Dataset records:
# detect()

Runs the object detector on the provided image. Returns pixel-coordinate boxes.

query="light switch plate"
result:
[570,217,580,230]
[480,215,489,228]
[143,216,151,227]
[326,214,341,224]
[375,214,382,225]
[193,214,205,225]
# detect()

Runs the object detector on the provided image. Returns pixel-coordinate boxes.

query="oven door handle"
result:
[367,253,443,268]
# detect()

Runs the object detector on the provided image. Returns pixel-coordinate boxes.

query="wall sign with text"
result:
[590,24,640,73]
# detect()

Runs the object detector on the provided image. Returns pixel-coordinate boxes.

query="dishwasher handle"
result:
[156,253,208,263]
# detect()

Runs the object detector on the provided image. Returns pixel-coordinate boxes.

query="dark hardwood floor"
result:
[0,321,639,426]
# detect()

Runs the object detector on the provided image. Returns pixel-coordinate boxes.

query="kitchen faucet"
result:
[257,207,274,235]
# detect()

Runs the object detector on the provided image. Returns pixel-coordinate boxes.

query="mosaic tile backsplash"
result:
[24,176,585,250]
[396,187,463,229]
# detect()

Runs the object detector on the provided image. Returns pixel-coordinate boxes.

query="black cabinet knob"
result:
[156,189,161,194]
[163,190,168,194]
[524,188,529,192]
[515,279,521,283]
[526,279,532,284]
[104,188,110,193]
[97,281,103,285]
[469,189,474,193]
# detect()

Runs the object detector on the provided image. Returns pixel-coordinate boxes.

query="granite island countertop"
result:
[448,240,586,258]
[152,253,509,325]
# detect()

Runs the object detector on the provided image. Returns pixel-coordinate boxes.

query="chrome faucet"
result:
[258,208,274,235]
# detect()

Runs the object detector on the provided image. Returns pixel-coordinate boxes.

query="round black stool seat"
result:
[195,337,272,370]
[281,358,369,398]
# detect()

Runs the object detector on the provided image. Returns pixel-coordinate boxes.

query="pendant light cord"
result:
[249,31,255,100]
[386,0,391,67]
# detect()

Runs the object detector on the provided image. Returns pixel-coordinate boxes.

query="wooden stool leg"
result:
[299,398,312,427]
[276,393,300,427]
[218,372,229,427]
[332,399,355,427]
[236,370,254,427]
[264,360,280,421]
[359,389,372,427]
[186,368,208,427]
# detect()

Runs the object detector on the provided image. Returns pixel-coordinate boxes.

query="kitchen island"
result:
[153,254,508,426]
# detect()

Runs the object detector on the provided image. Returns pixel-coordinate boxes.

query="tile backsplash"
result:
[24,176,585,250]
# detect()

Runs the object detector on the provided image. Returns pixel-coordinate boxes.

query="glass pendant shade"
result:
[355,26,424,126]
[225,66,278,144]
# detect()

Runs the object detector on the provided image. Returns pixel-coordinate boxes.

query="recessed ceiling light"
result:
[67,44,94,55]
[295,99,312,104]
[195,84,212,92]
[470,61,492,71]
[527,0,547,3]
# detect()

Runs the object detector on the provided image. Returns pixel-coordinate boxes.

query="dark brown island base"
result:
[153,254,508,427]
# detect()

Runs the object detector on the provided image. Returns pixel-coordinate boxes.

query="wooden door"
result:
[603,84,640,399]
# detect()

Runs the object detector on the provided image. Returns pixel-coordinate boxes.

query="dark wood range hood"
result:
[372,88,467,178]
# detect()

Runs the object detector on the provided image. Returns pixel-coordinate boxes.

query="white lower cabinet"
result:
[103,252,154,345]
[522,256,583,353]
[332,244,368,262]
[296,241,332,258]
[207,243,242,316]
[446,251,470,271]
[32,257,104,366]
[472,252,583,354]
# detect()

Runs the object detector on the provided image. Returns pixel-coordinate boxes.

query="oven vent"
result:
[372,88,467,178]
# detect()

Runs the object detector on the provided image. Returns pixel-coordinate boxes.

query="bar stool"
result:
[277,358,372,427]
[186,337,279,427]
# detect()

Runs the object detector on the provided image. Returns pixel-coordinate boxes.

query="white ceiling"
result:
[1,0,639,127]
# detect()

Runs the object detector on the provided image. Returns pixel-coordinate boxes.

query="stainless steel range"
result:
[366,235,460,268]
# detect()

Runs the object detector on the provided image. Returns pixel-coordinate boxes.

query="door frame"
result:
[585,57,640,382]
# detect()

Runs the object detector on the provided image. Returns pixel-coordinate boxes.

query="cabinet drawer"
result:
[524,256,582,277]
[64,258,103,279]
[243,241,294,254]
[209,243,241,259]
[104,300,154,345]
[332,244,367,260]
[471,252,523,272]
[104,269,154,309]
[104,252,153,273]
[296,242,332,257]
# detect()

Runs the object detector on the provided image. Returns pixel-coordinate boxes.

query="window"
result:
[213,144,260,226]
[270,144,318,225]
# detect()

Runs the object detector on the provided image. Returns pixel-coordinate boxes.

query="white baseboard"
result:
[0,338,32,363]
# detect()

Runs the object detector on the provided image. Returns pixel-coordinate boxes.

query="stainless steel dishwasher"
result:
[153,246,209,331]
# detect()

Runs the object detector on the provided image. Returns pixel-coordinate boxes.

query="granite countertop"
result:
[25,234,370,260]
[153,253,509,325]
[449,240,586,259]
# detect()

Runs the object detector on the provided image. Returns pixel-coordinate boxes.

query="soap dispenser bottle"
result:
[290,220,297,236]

What you are asked to do: What this exercise asks for is the data above, retyped exactly.

Response box:
# detect()

Runs the object detector on the provided image. Returns pixel-coordinate boxes.

query="light switch plate"
result:
[570,217,580,230]
[480,215,489,228]
[143,216,151,227]
[326,214,341,224]
[375,214,382,225]
[193,214,205,225]
# detect()

Runs the object detector on the provided image. Returns pixel-coordinate boxes.

query="oven door handle"
result:
[367,253,443,268]
# detect()

Runs the object detector on the provided image. Returns pixel-coordinate boxes.

query="wall sign with text"
result:
[590,24,640,73]
# detect()

Runs the object detector on the provided image. Returns pixel-coordinate boxes.

query="dishwasher handle"
result:
[156,253,208,263]
# detect()

Runs the object detector on the provided image. Returns pixel-coordinate boxes.

query="dark hardwood floor"
result:
[0,321,639,426]
# detect()

Runs the object detector on the provided image. Returns pixel-coordinate boxes.

query="kitchen faucet"
result:
[257,207,274,235]
# detect()

Runs the object detector on the provided image. Returns pixel-coordinate boxes.

query="mosaic tile backsplash"
result:
[24,176,585,250]
[396,187,463,229]
# detect()

Runs the object detector on the provided image. Returns pixel-coordinate boxes.

query="black cabinet knob"
result:
[156,189,161,194]
[163,190,168,194]
[524,188,529,192]
[515,279,521,283]
[526,279,532,284]
[104,188,110,193]
[97,281,103,285]
[469,189,474,193]
# detect()

Runs the object detector on the provided image. Returns pixel-coordinate boxes.

query="granite island countertop"
result:
[448,240,586,258]
[152,253,509,325]
# detect()

Runs the object detector on the provided image. Returns pixel-coordinate boxes.

query="chrome faucet"
result:
[258,208,274,235]
# detect()

Runs the object detector on the provided image. Returns pixel-coordinate boxes.

query="round black stool seat"
result:
[195,337,272,370]
[281,358,369,398]
# detect()

Runs the object detector on the provided image. Returns pixel-coordinate boxes.

query="pendant light cord"
result:
[249,31,255,100]
[386,0,391,67]
# detect()

Runs the object detector on the provided image. Returns pixel-coordinate boxes.

query="wooden stool leg"
result:
[299,398,312,427]
[276,393,300,427]
[218,372,229,427]
[332,399,355,427]
[236,370,254,427]
[264,360,280,421]
[359,389,372,427]
[186,368,208,427]
# detect()

Runs the object detector on the provided image. Returns pixel-coordinate boxes.

query="kitchen island"
result:
[153,254,508,426]
# detect()

Runs the object detector on the provided image. Returns pixel-coordinate boxes.

query="tile backsplash"
result:
[24,176,585,250]
# detect()

Runs the object detector on the provided image. Returns pixel-coordinate boxes.

query="glass pendant shade"
result:
[355,26,424,126]
[225,66,278,144]
# detect()

Runs the object detector on the provided image. Returns pixel-coordinate boxes.

query="recessed ceiling light"
result:
[67,44,94,55]
[295,99,312,104]
[195,84,212,92]
[470,61,492,71]
[527,0,547,3]
# detect()

Runs the object detector on the provided image. Returns pixel-coordinate boxes.

query="dark brown island base"
result:
[153,254,508,427]
# detect()

Runs the object detector on the provided image. Returns pixel-coordinate boxes.

query="wooden door"
result:
[603,84,640,399]
# detect()

Runs the object detector on the provided image. Returns pixel-coordinate boxes.

query="dark wood range hood"
result:
[372,88,467,178]
# detect()

Runs the object detector on the provided image. Returns pixel-coordinate boxes.

query="white lower cabinet"
result:
[103,252,154,345]
[522,256,583,353]
[332,244,368,262]
[296,241,332,258]
[207,243,242,316]
[446,251,470,271]
[32,257,104,366]
[472,252,583,354]
# detect()

Runs the object detector on the provided image. Returns pixel-coordinate boxes.

query="oven vent"
result:
[372,88,467,178]
# detect()

Runs the object detector on the provided image. Returns pixel-coordinate boxes.

query="bar stool"
result:
[277,358,372,427]
[186,337,279,427]
# detect()

Runs the object detector on the provided image. Returns pixel-coordinate boxes.

query="white ceiling"
result:
[1,0,639,127]
# detect()

Runs the object detector on the provided image. Returns pixel-coordinate boxes.

query="stainless steel range"
result:
[366,235,460,268]
# detect()

Runs the object detector on the provided image. Returns pixel-coordinate boxes.

query="door frame"
result:
[585,57,640,382]
# detect()

Runs the object detector on the provided image. Returns pixel-coordinate boxes.

query="cabinet drawer"
result:
[524,256,582,277]
[64,258,103,279]
[243,241,294,254]
[209,243,241,259]
[104,300,154,345]
[332,244,367,260]
[471,252,523,272]
[104,269,154,309]
[104,252,153,273]
[296,242,332,257]
# detect()

Runs the object detector on the provided image. Returns pixel-coordinate boxes.

query="window"
result:
[213,144,260,226]
[270,144,318,225]
# detect()

Runs the object detector on the provided image. Returns pixel-coordinate boxes.

query="white baseboard"
result:
[0,338,32,363]
# detect()

Runs the object detector on the provided image. Returns pixel-coordinate boxes.

query="stainless steel dishwasher"
result:
[153,246,209,331]
# detect()

Runs the object detector on the provided image. Returns pixel-coordinate boxes.

query="granite countertop"
result:
[25,234,370,260]
[153,253,509,325]
[449,240,586,259]
# detect()

Runs the object detector on the provided image. Returns pixel-coordinate boxes.

query="soap dispenser bottle"
result:
[290,220,297,236]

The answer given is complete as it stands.